- _PASSAGE SHOWN_:
* * *
The fixed-lag technique involves making the approximation
$$\begin{aligned} S_t \approx \mathbb {E}_{X_{1:t}|Y_{1:t} , \theta }\left[ \frac{1}{t- \varDelta } \sum _{j=1}^{t-\varDelta } s(Y_j,X_j) \right] \approx \frac{1}{t- \varDelta } \sum _{j=1}^{t-\varDelta } \mathbb {E}_{X_{1:j+\varDelta }| Y_{1:j+\varDelta } , \hat{\theta } } \left[ s(Y_j,X_j) \right] \end{aligned}$$
where we assume that \(S_t\) can be written as
$$\begin{aligned} S_t&= \mathbb {E}_{X_{1:t}|Y_{1:t},\theta } \sum _{j=1}^t s(Y_j,X_j) \end{aligned}$$
This allows \(S_t\) to be updated in an online manner by computing the component-wise sufficient statistics
$$\begin{aligned} \tilde{s}_t&:= \mathbb {E}_{ X_{1:t}|Y_{1:t} , \theta } \left[ s( Y_{t-\varDelta }, X_{1:t}(t-\varDelta ) ) \right] \\&\approx \sum _i w_k(X_{1:t}^{(i)}) s(Y_{t-\varDelta }, X_{1:t}^{(i)}(t-\varDelta )), \end{aligned}$$
allowing \(\hat{S}_t\) to be updated as
$$\begin{aligned} \hat{S}_t = \gamma _t \cdot \tilde{s}_t + (1-\gamma _t) \cdot \hat{S}_{t-1}, \end{aligned}$$
with some learning schedule \(\gamma _t\); in (3) \(\gamma _t=1/(t-\varDelta )\). This approach is slightly different from that of Cappé and Moulines (2005); see Sect. 7.1 for a discussion.
* * *
- _SHORT TASK 1_: List every reference the fixed-lag passage makes to a published work or to another numbered part of the document.
These records are unrelated to the fixed-lag passage.

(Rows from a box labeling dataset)
* * *
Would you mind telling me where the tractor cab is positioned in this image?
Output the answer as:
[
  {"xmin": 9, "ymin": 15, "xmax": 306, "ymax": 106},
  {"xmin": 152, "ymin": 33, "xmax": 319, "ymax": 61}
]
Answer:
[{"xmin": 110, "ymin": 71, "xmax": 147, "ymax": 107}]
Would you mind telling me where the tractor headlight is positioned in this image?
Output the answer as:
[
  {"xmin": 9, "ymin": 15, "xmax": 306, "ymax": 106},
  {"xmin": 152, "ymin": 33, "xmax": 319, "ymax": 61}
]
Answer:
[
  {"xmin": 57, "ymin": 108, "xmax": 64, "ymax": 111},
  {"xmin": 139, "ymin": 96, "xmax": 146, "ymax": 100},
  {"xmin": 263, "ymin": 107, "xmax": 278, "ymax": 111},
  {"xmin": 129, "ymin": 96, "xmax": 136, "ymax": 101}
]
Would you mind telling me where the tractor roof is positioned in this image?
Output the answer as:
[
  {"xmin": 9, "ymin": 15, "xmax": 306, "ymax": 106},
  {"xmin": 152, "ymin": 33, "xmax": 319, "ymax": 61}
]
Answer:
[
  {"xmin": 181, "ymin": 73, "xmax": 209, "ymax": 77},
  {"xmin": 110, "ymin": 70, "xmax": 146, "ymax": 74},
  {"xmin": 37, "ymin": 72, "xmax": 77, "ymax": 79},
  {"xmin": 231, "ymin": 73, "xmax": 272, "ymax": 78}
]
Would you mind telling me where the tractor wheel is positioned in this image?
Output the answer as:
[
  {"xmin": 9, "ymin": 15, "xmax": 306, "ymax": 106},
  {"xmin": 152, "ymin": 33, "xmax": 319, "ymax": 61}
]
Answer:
* * *
- _SHORT TASK 2_: Update the records in "Output the answer as:" to "Format the answer as:". Begin at the line that has "Would you mind telling me where the tractor roof" and stop at the end of the records, and give back only those lines.

- _FINISHED ANSWER 1_:
(3)
Sect. 7.1
Cappé and Moulines (2005)

- _FINISHED ANSWER 2_:
Would you mind telling me where the tractor roof is positioned in this image?
Format the answer as:
[
  {"xmin": 9, "ymin": 15, "xmax": 306, "ymax": 106},
  {"xmin": 152, "ymin": 33, "xmax": 319, "ymax": 61}
]
Answer:
[
  {"xmin": 181, "ymin": 73, "xmax": 209, "ymax": 77},
  {"xmin": 110, "ymin": 70, "xmax": 146, "ymax": 74},
  {"xmin": 37, "ymin": 72, "xmax": 77, "ymax": 79},
  {"xmin": 231, "ymin": 73, "xmax": 272, "ymax": 78}
]
Would you mind telling me where the tractor wheel is positioned in this image?
Format the answer as:
[
  {"xmin": 9, "ymin": 15, "xmax": 306, "ymax": 106},
  {"xmin": 152, "ymin": 33, "xmax": 319, "ymax": 61}
]
Answer:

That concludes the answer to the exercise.